A Promising Start, but Many Questions Remain
The 1 October 2009 meeting in Geneva between the so-called E3+3 (Britain, France, Germany, the US, Russia and China) and representatives of “Mahmoud and the Mullahs” was a not-so-surprising initial success. The Iranian leadership knows it’s being backed into a corner following the disclosure of the under-construction Qom enrichment facility. The only hope for them to stay in power and continue their program is to play along.
The outcome of yesterday’s meeting didn’t stop the centrifuges from spinning. Nevertheless, it’s a promising start, with an agreement to allow inspection of the Qom facility and to ship roughly 75% of Iran’s stockpile of 1,600 kg of low enrichment uranium (LEU) to France or Russia for enrichment to research grade. This is probably close to the total amount of LEU in Iran, given the number of operational centrifuges at the Natanz enrichment facility (see my post Iran’s Nuclear Program: By the Numbers for more details.) What’s left isn’t enough to make a bomb anytime soon.

_Task A:_ Reproduce the stretch of the text on the Iran nuclear talks from "A Promising Start, but" through "to play along.", renaming "Geneva" as "Vienna" wherever it occurs.
_Task B:_ Carry the text on the Iran nuclear talks forward from its final sentence with a further paragraph.

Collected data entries
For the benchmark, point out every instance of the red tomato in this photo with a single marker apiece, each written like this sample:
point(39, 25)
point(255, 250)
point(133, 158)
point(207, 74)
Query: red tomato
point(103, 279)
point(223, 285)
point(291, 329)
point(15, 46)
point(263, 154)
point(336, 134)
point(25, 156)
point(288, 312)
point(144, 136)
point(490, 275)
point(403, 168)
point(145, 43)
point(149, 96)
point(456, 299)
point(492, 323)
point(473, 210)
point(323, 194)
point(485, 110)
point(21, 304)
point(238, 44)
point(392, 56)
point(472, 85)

_Written response A:_
A Promising Start, but Many Questions Remain
The 1 October 2009 meeting in Vienna between the so-called E3+3 (Britain, France, Germany, the US, Russia and China) and representatives of “Mahmoud and the Mullahs” was a not-so-surprising initial success. The Iranian leadership knows it’s being backed into a corner following the disclosure of the under-construction Qom enrichment facility. The only hope for them to stay in power and continue their program is to play along.

_Written response B:_
There’s a few unanswered questions though:
- Will the Iranians come clean and reveal the location, status and activity of other secret nuclear program facilities? Speculation is there’s a least 10-15 other facilities involved in the program. This is a distributed program, with many locations and opportunities to hide development.
- What about Iran’s nuclear warhead and missile development programs? If the development program is for peaceful purposes, then of course there are no warhead programs. Oh really? Then explain the IAEA’s secret report that Iran worked on nuclear warhead.
- There’s an international aspect to this program. How much nuclear technology is being exported by Iran to Venezuela? What are the roles of Syria and North Korea? How do they figure in Iran’s strategy to minimize development location risk?
Putting the brakes on Iran’s program will require more than just inspections – along with sanctions and the threat of military action, it requires understanding its full scope and implementing a strategy that ensures it’s a peaceful, domestic program only. We’re a long way from that point.